Reste à savoir comment l’on peut bien être en avance sur son temps, et à propos de quoi. Appartenir à un « temps », à une époque, sous-entend que cette dernière est identifiable selon une série de critères. Ceux-ci peuvent être politiques, socioculturels, scientifiques, rassemblés en tout cas sous le signe de ce qu’on appelle un courant de pensée, ou dans une terminologie plus à la mode, un paradigme.

Être en avance revient alors non pas seulement à s’extraire du conditionnement intellectuel assuré par le paradigme, mais en outre à se ranger du côté de celui qui suivra.

Consigne écrite 1: Recopiez mot pour mot le passage de l'extrait sur l'avance sur son temps, de « Reste à savoir » à « celui qui suivra. ».

Données à utiliser:
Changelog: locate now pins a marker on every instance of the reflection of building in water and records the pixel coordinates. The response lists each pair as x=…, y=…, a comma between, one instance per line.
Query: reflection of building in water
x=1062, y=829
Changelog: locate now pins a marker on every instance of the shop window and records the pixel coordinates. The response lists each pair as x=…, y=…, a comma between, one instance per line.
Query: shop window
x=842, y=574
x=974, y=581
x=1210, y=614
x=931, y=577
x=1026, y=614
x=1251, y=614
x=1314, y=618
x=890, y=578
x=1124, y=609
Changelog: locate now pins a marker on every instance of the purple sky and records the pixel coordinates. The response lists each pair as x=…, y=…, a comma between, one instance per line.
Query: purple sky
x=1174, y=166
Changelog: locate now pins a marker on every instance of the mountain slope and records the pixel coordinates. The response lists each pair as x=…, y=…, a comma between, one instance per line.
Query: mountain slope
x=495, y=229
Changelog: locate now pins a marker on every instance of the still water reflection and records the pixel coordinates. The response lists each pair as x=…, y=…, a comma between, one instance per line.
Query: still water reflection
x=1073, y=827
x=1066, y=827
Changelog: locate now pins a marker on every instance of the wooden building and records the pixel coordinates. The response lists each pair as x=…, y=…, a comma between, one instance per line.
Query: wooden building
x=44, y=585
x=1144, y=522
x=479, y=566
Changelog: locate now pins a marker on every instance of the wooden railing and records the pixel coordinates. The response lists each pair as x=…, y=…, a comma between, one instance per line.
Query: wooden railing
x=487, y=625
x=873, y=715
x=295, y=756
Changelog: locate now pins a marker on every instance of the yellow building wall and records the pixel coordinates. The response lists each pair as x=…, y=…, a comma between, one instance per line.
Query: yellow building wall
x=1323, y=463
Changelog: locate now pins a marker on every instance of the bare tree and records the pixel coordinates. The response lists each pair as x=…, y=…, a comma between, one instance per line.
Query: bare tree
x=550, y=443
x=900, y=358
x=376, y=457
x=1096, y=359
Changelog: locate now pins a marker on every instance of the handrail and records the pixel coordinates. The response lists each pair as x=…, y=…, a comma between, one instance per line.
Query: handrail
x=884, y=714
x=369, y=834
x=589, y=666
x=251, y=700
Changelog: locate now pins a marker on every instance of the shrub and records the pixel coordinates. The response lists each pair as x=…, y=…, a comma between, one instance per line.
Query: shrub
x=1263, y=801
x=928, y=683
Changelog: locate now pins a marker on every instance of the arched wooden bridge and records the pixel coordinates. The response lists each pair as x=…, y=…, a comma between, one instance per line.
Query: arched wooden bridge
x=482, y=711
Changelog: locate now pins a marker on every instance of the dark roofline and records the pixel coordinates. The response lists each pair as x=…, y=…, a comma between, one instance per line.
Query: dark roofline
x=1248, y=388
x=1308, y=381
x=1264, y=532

Consigne écrite 2: Dans les enregistrements, renommez « bare tree » en « leafless tree » de la ligne qui contient « the wooden railing » à la ligne qui contient « x=1096, y=359 », puis redonnez seulement ces lignes, tout le reste inchangé.

Réponse complète 1:
Reste à savoir comment l’on peut bien être en avance sur son temps, et à propos de quoi. Appartenir à un « temps », à une époque, sous-entend que cette dernière est identifiable selon une série de critères. Ceux-ci peuvent être politiques, socioculturels, scientifiques, rassemblés en tout cas sous le signe de ce qu’on appelle un courant de pensée, ou dans une terminologie plus à la mode, un paradigme.

Être en avance revient alors non pas seulement à s’extraire du conditionnement intellectuel assuré par le paradigme, mais en outre à se ranger du côté de celui qui suivra.

Réponse complète 2:
Changelog: locate now pins a marker on every instance of the wooden railing and records the pixel coordinates. The response lists each pair as x=…, y=…, a comma between, one instance per line.
Query: wooden railing
x=487, y=625
x=873, y=715
x=295, y=756
Changelog: locate now pins a marker on every instance of the yellow building wall and records the pixel coordinates. The response lists each pair as x=…, y=…, a comma between, one instance per line.
Query: yellow building wall
x=1323, y=463
Changelog: locate now pins a marker on every instance of the leafless tree and records the pixel coordinates. The response lists each pair as x=…, y=…, a comma between, one instance per line.
Query: leafless tree
x=550, y=443
x=900, y=358
x=376, y=457
x=1096, y=359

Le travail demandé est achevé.